Challenges ▸
**a)** In the Budget commentary, what share of families who shop at M&S believe the Budget will make them worse off?
**b)** Copy out the Budget commentary from "As a business" to "and lower growth.".
**c)** Write what comes next in the Budget commentary, picking up after its final sentence.

Text shown ▸

/---

The Budget needs to back business, not burden it, says M&S boss

by Fiona Briggs
October 20, 2025
in Comment
Reading Time: 4 mins read
By Stuart Machin, M&S chief executive

Next month, the Chancellor will be in Parliament to deliver her Budget. Last week I got a small preview, in the slightly more familiar setting of the womenswear section of Pudsey M&S, just outside Leeds.

Rachel Reeves visited her local store to see first-hand the investment we’re making across M&S. She took time to speak with customers and colleagues, displaying the sort of curiosity and genuine interest that I’ve come to see as characteristic of her approach. And during a huddle with our store team, she made a promise: more of their payslip would end up in their pockets, instead of going on energy bills or rising rents.

That’s a welcome focus. Because families who shop with us are worried about the Budget. Almost two thirds believe it will make them worse off, and more than half think they will be taxed more and pay more for goods, with no improvement in public services to show for it.

As a business leader, I don’t envy politicians. I don’t fully understand their world – just as they don’t really get what it’s like to run a company. But, in simple terms, I think of the PM as Britain’s CEO and the Chancellor as CFO. What they need now is a new plan to break out of our economic doom loop of ever higher taxes and lower growth.

\---

Records ▸

/---

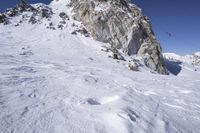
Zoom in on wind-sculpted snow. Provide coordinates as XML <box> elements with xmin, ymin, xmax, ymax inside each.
<box><xmin>0</xmin><ymin>11</ymin><xmax>200</xmax><ymax>133</ymax></box>
<box><xmin>0</xmin><ymin>0</ymin><xmax>200</xmax><ymax>133</ymax></box>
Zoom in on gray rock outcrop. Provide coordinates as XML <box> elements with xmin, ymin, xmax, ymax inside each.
<box><xmin>0</xmin><ymin>13</ymin><xmax>6</xmax><ymax>23</ymax></box>
<box><xmin>70</xmin><ymin>0</ymin><xmax>167</xmax><ymax>74</ymax></box>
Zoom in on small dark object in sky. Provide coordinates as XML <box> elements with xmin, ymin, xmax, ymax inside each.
<box><xmin>166</xmin><ymin>32</ymin><xmax>172</xmax><ymax>37</ymax></box>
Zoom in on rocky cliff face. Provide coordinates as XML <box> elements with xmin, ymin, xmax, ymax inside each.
<box><xmin>70</xmin><ymin>0</ymin><xmax>167</xmax><ymax>74</ymax></box>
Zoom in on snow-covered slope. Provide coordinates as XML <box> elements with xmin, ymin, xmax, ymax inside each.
<box><xmin>0</xmin><ymin>0</ymin><xmax>200</xmax><ymax>133</ymax></box>
<box><xmin>164</xmin><ymin>52</ymin><xmax>200</xmax><ymax>66</ymax></box>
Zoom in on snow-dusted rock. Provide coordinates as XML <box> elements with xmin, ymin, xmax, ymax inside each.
<box><xmin>0</xmin><ymin>13</ymin><xmax>6</xmax><ymax>23</ymax></box>
<box><xmin>70</xmin><ymin>0</ymin><xmax>166</xmax><ymax>74</ymax></box>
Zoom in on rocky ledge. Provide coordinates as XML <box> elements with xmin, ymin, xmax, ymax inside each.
<box><xmin>70</xmin><ymin>0</ymin><xmax>167</xmax><ymax>74</ymax></box>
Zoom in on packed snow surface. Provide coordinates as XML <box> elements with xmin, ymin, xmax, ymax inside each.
<box><xmin>0</xmin><ymin>1</ymin><xmax>200</xmax><ymax>133</ymax></box>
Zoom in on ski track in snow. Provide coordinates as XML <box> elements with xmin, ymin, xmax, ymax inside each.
<box><xmin>0</xmin><ymin>4</ymin><xmax>200</xmax><ymax>133</ymax></box>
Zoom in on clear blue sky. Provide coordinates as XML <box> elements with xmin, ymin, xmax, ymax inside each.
<box><xmin>0</xmin><ymin>0</ymin><xmax>200</xmax><ymax>55</ymax></box>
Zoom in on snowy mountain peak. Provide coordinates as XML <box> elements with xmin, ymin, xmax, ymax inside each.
<box><xmin>0</xmin><ymin>0</ymin><xmax>200</xmax><ymax>133</ymax></box>
<box><xmin>0</xmin><ymin>0</ymin><xmax>167</xmax><ymax>74</ymax></box>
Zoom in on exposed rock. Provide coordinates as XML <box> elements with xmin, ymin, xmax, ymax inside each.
<box><xmin>0</xmin><ymin>13</ymin><xmax>6</xmax><ymax>23</ymax></box>
<box><xmin>70</xmin><ymin>0</ymin><xmax>166</xmax><ymax>74</ymax></box>
<box><xmin>128</xmin><ymin>61</ymin><xmax>138</xmax><ymax>71</ymax></box>
<box><xmin>59</xmin><ymin>12</ymin><xmax>69</xmax><ymax>20</ymax></box>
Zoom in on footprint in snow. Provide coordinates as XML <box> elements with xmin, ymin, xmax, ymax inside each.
<box><xmin>87</xmin><ymin>96</ymin><xmax>120</xmax><ymax>105</ymax></box>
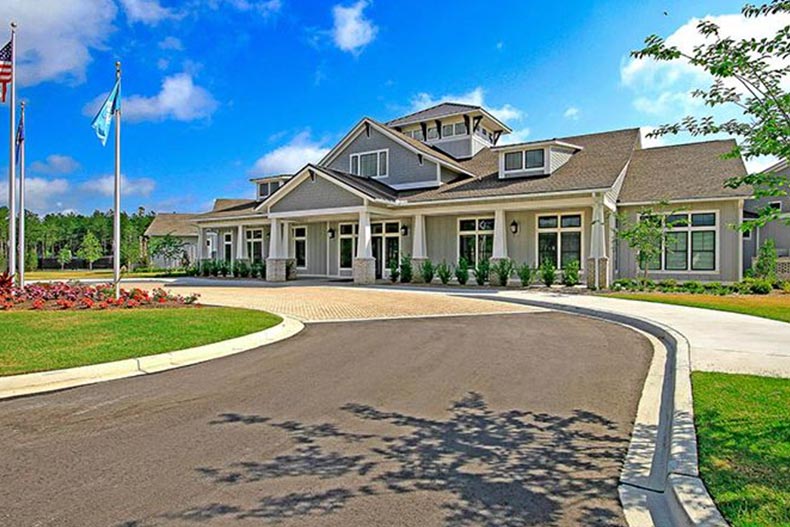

\---

Answers to the problems ▸
**a)** Almost two thirds.

**b)**
As a business leader, I don’t envy politicians. I don’t fully understand their world – just as they don’t really get what it’s like to run a company. But, in simple terms, I think of the PM as Britain’s CEO and the Chancellor as CFO. What they need now is a new plan to break out of our economic doom loop of ever higher taxes and lower growth.

**c)**
Any plan in business weighs up the short and long term. You always want to invest in growth. But you can’t spend what you haven’t got. That’s why M&S reduced our debt over recent years, to unlock investment in our stores and supply chain. Anyone suggesting the Chancellor rip up her fiscal rules is mad – the minute they go, all bets are off. Ministers must prioritise and spend within their means, instead of coming back to businesses or the British public for more. There are clear options for reductions in spending, even if they present political challenges.

Along the way, any plan can be knocked off course. We’ve had our own bumps at M&S this year. But in politics or business, you can’t make excuses. Things go wrong. Events happen. What matters is getting back on track – not blaming other people or repeating mistakes. We were told last year’s tax rises were a one-off, and I refuse to believe that geopolitics makes that pledge moot. The world economy was volatile then, it is volatile now, and it will be volatile for the foreseeable future.

I’m biased, but I think retail has a big role to play in the Government’s plan. We’re the engine of the everyday economy – creating jobs, driving high street footfall, and making sure families get affordable and high-quality food, clothes and other essential goods.

Over the last year retail has been hit by an alphabet soup of taxes and regulations. New packaging taxes – extended producer responsibility, or EPR – cost M&S almost £40 million a year. The drinks deposit return scheme – DRS – another £30 million to set up. Higher National Insurance Contributions – NICs – have been catastrophic, costing us an extra £60 million and leading to almost 100,000 lost jobs across the economy. And I can’t be the only one who doesn’t understand the Transmission Network Use of System tariff – TNUoS – but it’s sending our energy bills through the roof.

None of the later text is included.